**Passage shown:**
— START —
However, Mr. Witcher's claim is not time-barred if the Court determines that his cause of action accrued at the time of the denial of his timely appeal of the initial denial. The undisputed facts confirm that Mr. Witcher filed an appeal of the overpayment through Central States' administrative appeals process (Dkt. No. 14-1, ¶ 54). The Central States Appeals Committee heard Mr. Witcher's appeal on March 9, 2016, and denied the appeal, noting that Mr. Witcher had elected Retiree Plan coverage only for himself at the rate of $200.00 per month (Id., ¶ 55). By that time, the overpayment had been reduced to $4,488.86 (Id.).

Then, Mr. Witcher's final appeal was denied by the Central States Trustees on August 16, 2016 (Id., ¶ 58). The Trustees denied Mr. Witcher's request that he be reimbursed for the Retiree Plan premiums that he had paid to Central States during the period of time his coverage was suspended (Id.). The Trustees noted that the original overpayment had been properly authorized because Mr. Witcher refused to repay Central States' subrogation lien for the benefits paid on behalf of his wife (Id.). At that time, the overpayment was reduced to $2,180.51 by applying otherwise compensable claims to the overpayment (Id.). At the time of the final appeal, the Trustees decided to reinstate Mr. Witcher's health coverage effective August 16, 2016, and waive the remaining overpayment of $2,180.51 so that Mr. Witcher's Retiree Plan coverage was reinstated after that date (Id., ¶ 59). If Mr. Witcher's claim accrued at the time of Central States' denial of his appeal, because Mr. Witcher filed his current lawsuit on August 18, 2017 (Dkt. No. 2, at 1), Mr. Witcher timely filed. This is the position Mr. Witcher advocates in his response to Central States' motion for summary judgment (Dkt. No. 16, ¶ 4).
— END —
**Supplied entries:**
— START —
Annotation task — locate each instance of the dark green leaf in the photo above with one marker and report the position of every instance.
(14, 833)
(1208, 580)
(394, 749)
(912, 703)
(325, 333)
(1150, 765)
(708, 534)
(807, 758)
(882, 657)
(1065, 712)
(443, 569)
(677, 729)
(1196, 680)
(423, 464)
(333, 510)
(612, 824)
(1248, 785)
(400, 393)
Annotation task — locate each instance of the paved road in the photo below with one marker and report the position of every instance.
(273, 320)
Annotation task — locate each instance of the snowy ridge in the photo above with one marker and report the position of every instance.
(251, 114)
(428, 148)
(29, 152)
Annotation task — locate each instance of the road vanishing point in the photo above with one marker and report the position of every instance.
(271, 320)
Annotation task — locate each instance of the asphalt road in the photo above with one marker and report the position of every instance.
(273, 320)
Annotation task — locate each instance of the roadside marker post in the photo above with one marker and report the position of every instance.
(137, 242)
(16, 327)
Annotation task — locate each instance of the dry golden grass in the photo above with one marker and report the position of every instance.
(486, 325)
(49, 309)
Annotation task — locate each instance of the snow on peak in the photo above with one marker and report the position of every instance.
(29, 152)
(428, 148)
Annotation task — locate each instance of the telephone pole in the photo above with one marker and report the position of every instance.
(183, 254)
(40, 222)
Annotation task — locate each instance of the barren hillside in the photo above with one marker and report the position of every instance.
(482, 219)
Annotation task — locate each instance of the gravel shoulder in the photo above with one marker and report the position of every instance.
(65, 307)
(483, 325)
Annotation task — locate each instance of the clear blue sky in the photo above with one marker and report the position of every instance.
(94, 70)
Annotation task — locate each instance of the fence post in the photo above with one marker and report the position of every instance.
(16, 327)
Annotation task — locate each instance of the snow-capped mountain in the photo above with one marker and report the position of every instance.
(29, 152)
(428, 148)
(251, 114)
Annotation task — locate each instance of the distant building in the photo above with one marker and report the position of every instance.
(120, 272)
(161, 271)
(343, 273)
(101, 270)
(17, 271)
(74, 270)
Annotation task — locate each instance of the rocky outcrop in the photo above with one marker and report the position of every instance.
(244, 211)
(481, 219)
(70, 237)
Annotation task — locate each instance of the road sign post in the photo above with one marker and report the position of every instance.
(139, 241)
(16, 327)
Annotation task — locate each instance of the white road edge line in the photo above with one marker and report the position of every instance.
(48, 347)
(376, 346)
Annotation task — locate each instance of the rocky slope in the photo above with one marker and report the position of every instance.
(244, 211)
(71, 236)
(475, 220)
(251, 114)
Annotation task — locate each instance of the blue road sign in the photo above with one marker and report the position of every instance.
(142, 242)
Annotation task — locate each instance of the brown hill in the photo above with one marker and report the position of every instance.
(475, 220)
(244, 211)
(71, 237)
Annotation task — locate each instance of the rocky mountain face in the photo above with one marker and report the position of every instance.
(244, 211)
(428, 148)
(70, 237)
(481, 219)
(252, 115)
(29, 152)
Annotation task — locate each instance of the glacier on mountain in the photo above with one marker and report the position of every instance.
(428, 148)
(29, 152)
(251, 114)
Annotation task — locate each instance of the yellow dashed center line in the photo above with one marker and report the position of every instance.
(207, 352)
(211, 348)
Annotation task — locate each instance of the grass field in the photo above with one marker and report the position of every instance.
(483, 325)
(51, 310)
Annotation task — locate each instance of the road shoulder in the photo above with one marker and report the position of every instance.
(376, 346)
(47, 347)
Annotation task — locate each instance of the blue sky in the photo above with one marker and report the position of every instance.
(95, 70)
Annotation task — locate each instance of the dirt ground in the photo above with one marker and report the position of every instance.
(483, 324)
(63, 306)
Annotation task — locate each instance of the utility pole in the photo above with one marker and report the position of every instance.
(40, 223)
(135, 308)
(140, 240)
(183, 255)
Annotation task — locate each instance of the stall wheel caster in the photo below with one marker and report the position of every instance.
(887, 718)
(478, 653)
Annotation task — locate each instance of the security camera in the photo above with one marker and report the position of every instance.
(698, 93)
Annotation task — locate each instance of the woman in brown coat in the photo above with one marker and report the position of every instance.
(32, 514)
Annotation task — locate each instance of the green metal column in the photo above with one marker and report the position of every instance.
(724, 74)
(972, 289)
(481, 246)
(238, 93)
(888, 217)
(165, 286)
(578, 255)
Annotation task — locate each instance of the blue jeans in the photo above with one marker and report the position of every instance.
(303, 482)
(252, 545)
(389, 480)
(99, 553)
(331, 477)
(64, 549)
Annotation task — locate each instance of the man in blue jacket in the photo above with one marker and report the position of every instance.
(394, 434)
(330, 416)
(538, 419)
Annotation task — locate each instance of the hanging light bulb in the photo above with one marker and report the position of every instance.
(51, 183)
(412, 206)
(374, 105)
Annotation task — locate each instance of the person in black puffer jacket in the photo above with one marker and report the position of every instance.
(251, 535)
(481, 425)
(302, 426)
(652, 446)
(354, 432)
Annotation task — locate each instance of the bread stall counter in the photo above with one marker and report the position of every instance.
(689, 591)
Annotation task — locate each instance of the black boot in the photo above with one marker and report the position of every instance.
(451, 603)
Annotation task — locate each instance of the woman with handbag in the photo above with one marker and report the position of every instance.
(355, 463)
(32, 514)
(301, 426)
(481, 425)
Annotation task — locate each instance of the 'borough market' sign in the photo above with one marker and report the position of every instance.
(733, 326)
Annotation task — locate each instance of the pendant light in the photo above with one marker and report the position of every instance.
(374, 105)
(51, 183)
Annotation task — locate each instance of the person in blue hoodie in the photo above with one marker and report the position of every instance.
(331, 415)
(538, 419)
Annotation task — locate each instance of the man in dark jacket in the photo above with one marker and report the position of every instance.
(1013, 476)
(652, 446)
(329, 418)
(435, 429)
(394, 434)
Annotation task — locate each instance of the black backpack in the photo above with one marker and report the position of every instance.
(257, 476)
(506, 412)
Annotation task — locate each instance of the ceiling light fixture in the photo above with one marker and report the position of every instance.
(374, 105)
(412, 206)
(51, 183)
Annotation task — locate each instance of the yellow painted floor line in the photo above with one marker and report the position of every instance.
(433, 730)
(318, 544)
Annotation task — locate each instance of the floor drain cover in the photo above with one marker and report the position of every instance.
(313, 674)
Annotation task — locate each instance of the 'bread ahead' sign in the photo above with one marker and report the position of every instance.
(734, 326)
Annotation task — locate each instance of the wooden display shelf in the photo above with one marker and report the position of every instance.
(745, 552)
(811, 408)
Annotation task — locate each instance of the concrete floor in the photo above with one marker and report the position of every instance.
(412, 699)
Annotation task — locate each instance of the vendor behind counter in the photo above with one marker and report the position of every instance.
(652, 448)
— END —
**Requirement 1:** Reproduce the passage on Mr. Witcher's claim, beginning at the words "However, Mr. Witcher's" and stopping after "to $4,488.86 (Id.).", substituting "excess payment" for "overpayment" throughout.
**Requirement 2:** Locate every line in the entries that contains the word "green" and copy each of those lines.

**Task answer 1:**
However, Mr. Witcher's claim is not time-barred if the Court determines that his cause of action accrued at the time of the denial of his timely appeal of the initial denial. The undisputed facts confirm that Mr. Witcher filed an appeal of the excess payment through Central States' administrative appeals process (Dkt. No. 14-1, ¶ 54). The Central States Appeals Committee heard Mr. Witcher's appeal on March 9, 2016, and denied the appeal, noting that Mr. Witcher had elected Retiree Plan coverage only for himself at the rate of $200.00 per month (Id., ¶ 55). By that time, the excess payment had been reduced to $4,488.86 (Id.).

**Task answer 2:**
Annotation task — locate each instance of the dark green leaf in the photo above with one marker and report the position of every instance.
Annotation task — locate each instance of the green metal column in the photo above with one marker and report the position of every instance.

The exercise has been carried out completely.